Aim of the task: Render every line of the items below as a Markdown table with a Row column for the row number and a Line column for the line itself, leaving out blank lines and the pictures.
*** Begin section ***
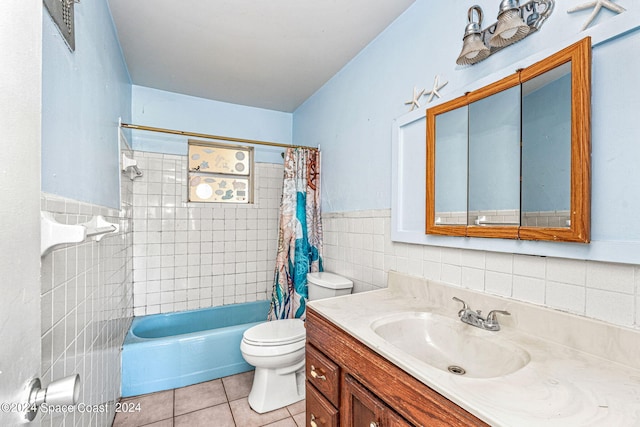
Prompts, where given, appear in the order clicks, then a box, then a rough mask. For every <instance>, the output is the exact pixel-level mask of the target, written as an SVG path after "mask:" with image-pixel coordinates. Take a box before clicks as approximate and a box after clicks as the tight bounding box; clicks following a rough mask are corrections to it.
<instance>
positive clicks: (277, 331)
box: [242, 319, 307, 347]
mask: <svg viewBox="0 0 640 427" xmlns="http://www.w3.org/2000/svg"><path fill="white" fill-rule="evenodd" d="M306 335H307V333H306V329H305V327H304V322H303V321H302V320H300V319H282V320H277V321H273V322H265V323H261V324H259V325H256V326H253V327H251V328H249V329H247V330H246V331H245V332H244V333H243V334H242V340H243V341H244V342H245V343H247V344H250V345H253V346H259V347H273V346H278V347H281V346H287V345H289V344H295V343H299V342H301V341H304V340H305V338H306ZM296 347H297V346H296Z"/></svg>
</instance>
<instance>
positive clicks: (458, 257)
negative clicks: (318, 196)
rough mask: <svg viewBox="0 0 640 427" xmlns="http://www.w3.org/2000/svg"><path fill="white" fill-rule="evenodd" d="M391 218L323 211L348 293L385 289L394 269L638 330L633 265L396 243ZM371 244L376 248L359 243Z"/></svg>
mask: <svg viewBox="0 0 640 427" xmlns="http://www.w3.org/2000/svg"><path fill="white" fill-rule="evenodd" d="M390 216H391V214H390V210H372V211H358V212H341V213H325V214H324V215H323V227H324V237H325V239H324V256H325V258H324V266H325V269H326V270H328V271H333V272H335V273H338V274H341V275H344V276H346V277H349V278H351V279H352V280H353V281H354V291H355V292H362V291H366V290H371V289H377V288H382V287H385V286H386V276H387V273H388V271H389V270H395V271H399V272H401V273H406V274H414V275H418V276H422V277H425V278H428V279H433V280H440V281H443V282H447V283H449V284H452V285H455V286H461V287H465V288H469V289H475V290H479V291H482V292H486V293H490V294H495V295H500V296H505V297H509V298H514V299H517V300H521V301H526V302H530V303H534V304H539V305H544V306H548V307H552V308H556V309H559V310H563V311H569V312H572V313H576V314H579V315H583V316H587V317H591V318H596V319H600V320H604V321H607V322H611V323H614V324H617V325H621V326H628V327H635V328H640V266H638V265H629V264H614V263H605V262H595V261H580V260H570V259H563V258H552V257H538V256H528V255H515V254H505V253H496V252H488V251H472V250H465V249H457V248H441V247H435V246H422V245H411V244H407V243H396V242H392V241H391V232H390V220H391V218H390ZM368 224H373V228H372V229H370V228H369V227H368ZM370 230H371V231H370ZM372 240H373V241H374V242H377V244H374V245H372V246H371V245H365V244H363V242H370V241H372ZM371 257H374V259H375V260H377V261H376V262H374V263H373V264H370V263H369V259H371Z"/></svg>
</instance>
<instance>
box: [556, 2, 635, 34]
mask: <svg viewBox="0 0 640 427" xmlns="http://www.w3.org/2000/svg"><path fill="white" fill-rule="evenodd" d="M591 7H592V8H593V12H591V15H589V18H587V22H585V24H584V25H583V26H582V29H580V31H584V30H586V29H587V27H588V26H589V25H590V24H591V22H593V20H594V18H595V17H596V15H597V14H598V13H599V12H600V9H602V8H603V7H604V8H606V9H609V10H611V11H613V12H616V13H622V12H624V11H625V10H627V9H625V8H624V7H622V6H619V5H617V4H615V3H613V2H611V1H609V0H593V1H590V2H587V3H584V4H581V5H579V6H576V7H574V8H571V9H569V10H567V13H573V12H578V11H580V10H585V9H589V8H591Z"/></svg>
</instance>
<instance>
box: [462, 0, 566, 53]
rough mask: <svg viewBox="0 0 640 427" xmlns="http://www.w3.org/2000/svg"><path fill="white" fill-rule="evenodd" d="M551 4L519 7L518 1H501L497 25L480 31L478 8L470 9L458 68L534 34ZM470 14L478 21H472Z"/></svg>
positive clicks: (477, 6) (473, 7) (541, 3)
mask: <svg viewBox="0 0 640 427" xmlns="http://www.w3.org/2000/svg"><path fill="white" fill-rule="evenodd" d="M554 5H555V0H530V1H528V2H526V3H524V4H523V5H520V2H519V1H518V0H502V1H501V2H500V11H499V13H498V21H497V22H495V23H493V24H492V25H490V26H488V27H487V28H485V29H481V28H482V15H483V14H482V8H480V6H478V5H474V6H471V8H469V12H468V24H467V26H466V28H465V32H464V36H463V38H462V40H463V42H462V43H463V44H462V51H461V52H460V56H458V59H457V60H456V63H457V64H458V65H473V64H477V63H478V62H480V61H482V60H483V59H486V58H488V57H489V56H490V55H493V54H494V53H496V52H497V51H499V50H501V49H502V48H505V47H507V46H510V45H512V44H513V43H516V42H518V41H520V40H522V39H524V38H525V37H527V36H529V35H531V34H533V33H535V32H536V31H538V30H539V29H540V28H541V27H542V24H543V23H544V22H545V21H546V20H547V19H548V18H549V16H550V15H551V12H553V8H554ZM474 12H475V14H476V15H477V16H478V20H477V21H474Z"/></svg>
*** End section ***
Output of the task:
| Row | Line |
|---|---|
| 1 | Prompts, where given, appear in the order clicks, then a box, then a rough mask. For every <instance>, the output is the exact pixel-level mask of the target, written as an SVG path after "mask:" with image-pixel coordinates. Take a box before clicks as approximate and a box after clicks as the tight bounding box; clicks following a rough mask are corrections to it. |
| 2 | <instance> |
| 3 | positive clicks: (277, 331) |
| 4 | box: [242, 319, 307, 347] |
| 5 | mask: <svg viewBox="0 0 640 427" xmlns="http://www.w3.org/2000/svg"><path fill="white" fill-rule="evenodd" d="M306 335H307V333H306V329H305V327H304V322H303V321H302V320H300V319H282V320H277V321H273V322H265V323H261V324H259V325H256V326H253V327H251V328H249V329H247V330H246V331H245V332H244V333H243V334H242V340H243V341H244V342H245V343H247V344H250V345H253V346H259V347H273V346H278V347H281V346H287V345H289V344H295V343H299V342H301V341H304V340H305V338H306ZM296 347H297V346H296Z"/></svg> |
| 6 | </instance> |
| 7 | <instance> |
| 8 | positive clicks: (458, 257) |
| 9 | negative clicks: (318, 196) |
| 10 | rough mask: <svg viewBox="0 0 640 427" xmlns="http://www.w3.org/2000/svg"><path fill="white" fill-rule="evenodd" d="M391 218L323 211L348 293L385 289L394 269L638 330L633 265L396 243ZM371 244L376 248L359 243Z"/></svg> |
| 11 | mask: <svg viewBox="0 0 640 427" xmlns="http://www.w3.org/2000/svg"><path fill="white" fill-rule="evenodd" d="M390 216H391V214H390V210H372V211H358V212H341V213H325V214H324V215H323V227H324V237H325V239H324V256H325V258H324V266H325V269H326V270H328V271H333V272H335V273H338V274H341V275H344V276H346V277H349V278H351V279H352V280H353V281H354V291H355V292H362V291H366V290H371V289H377V288H382V287H385V286H386V276H387V273H388V271H389V270H395V271H399V272H401V273H406V274H414V275H418V276H422V277H425V278H428V279H433V280H440V281H443V282H447V283H449V284H452V285H455V286H461V287H465V288H469V289H475V290H479V291H482V292H486V293H490V294H495V295H500V296H505V297H509V298H514V299H517V300H521V301H526V302H530V303H534V304H539V305H544V306H548V307H552V308H556V309H559V310H563V311H569V312H572V313H576V314H579V315H583V316H587V317H591V318H596V319H600V320H604V321H607V322H611V323H614V324H617V325H621V326H628V327H635V328H640V266H638V265H629V264H614V263H605V262H595V261H580V260H570V259H563V258H552V257H538V256H528V255H515V254H505V253H496V252H488V251H472V250H465V249H457V248H441V247H435V246H422V245H411V244H407V243H396V242H392V241H391V232H390V220H391V218H390ZM368 224H373V228H372V229H370V228H369V227H368ZM370 230H371V231H370ZM372 240H373V241H374V242H377V244H374V245H372V246H371V245H365V244H363V242H370V241H372ZM371 257H374V259H375V260H377V261H376V262H374V263H373V264H370V263H369V259H371Z"/></svg> |
| 12 | </instance> |
| 13 | <instance> |
| 14 | box: [556, 2, 635, 34] |
| 15 | mask: <svg viewBox="0 0 640 427" xmlns="http://www.w3.org/2000/svg"><path fill="white" fill-rule="evenodd" d="M591 7H592V8H593V12H591V15H589V18H587V22H585V24H584V25H583V26H582V29H580V31H584V30H586V29H587V27H588V26H589V25H590V24H591V22H593V20H594V18H595V17H596V15H597V14H598V13H599V12H600V9H602V8H603V7H604V8H606V9H609V10H611V11H613V12H616V13H622V12H624V11H625V10H627V9H625V8H624V7H622V6H619V5H617V4H615V3H613V2H611V1H609V0H593V1H590V2H587V3H584V4H581V5H579V6H576V7H574V8H571V9H569V10H567V13H573V12H578V11H580V10H585V9H589V8H591Z"/></svg> |
| 16 | </instance> |
| 17 | <instance> |
| 18 | box: [462, 0, 566, 53] |
| 19 | rough mask: <svg viewBox="0 0 640 427" xmlns="http://www.w3.org/2000/svg"><path fill="white" fill-rule="evenodd" d="M551 4L519 7L518 1H501L497 25L480 31L478 8L470 9L458 68L534 34ZM470 14L478 21H472Z"/></svg> |
| 20 | positive clicks: (477, 6) (473, 7) (541, 3) |
| 21 | mask: <svg viewBox="0 0 640 427" xmlns="http://www.w3.org/2000/svg"><path fill="white" fill-rule="evenodd" d="M554 5H555V0H530V1H528V2H526V3H524V4H523V5H520V2H519V1H518V0H502V1H501V2H500V11H499V13H498V21H497V22H495V23H493V24H492V25H490V26H488V27H487V28H485V29H481V28H482V15H483V14H482V8H480V6H478V5H474V6H471V8H469V12H468V24H467V26H466V28H465V32H464V36H463V38H462V40H463V42H462V43H463V44H462V51H461V52H460V56H458V59H457V60H456V63H457V64H458V65H473V64H477V63H478V62H480V61H482V60H483V59H486V58H488V57H489V56H490V55H493V54H494V53H496V52H497V51H499V50H501V49H502V48H505V47H507V46H510V45H512V44H513V43H516V42H518V41H520V40H522V39H524V38H525V37H527V36H529V35H531V34H533V33H535V32H536V31H538V30H539V29H540V28H541V27H542V24H543V23H544V22H545V21H546V20H547V19H548V18H549V16H550V15H551V12H553V8H554ZM474 12H475V14H476V15H477V16H478V20H477V21H474Z"/></svg> |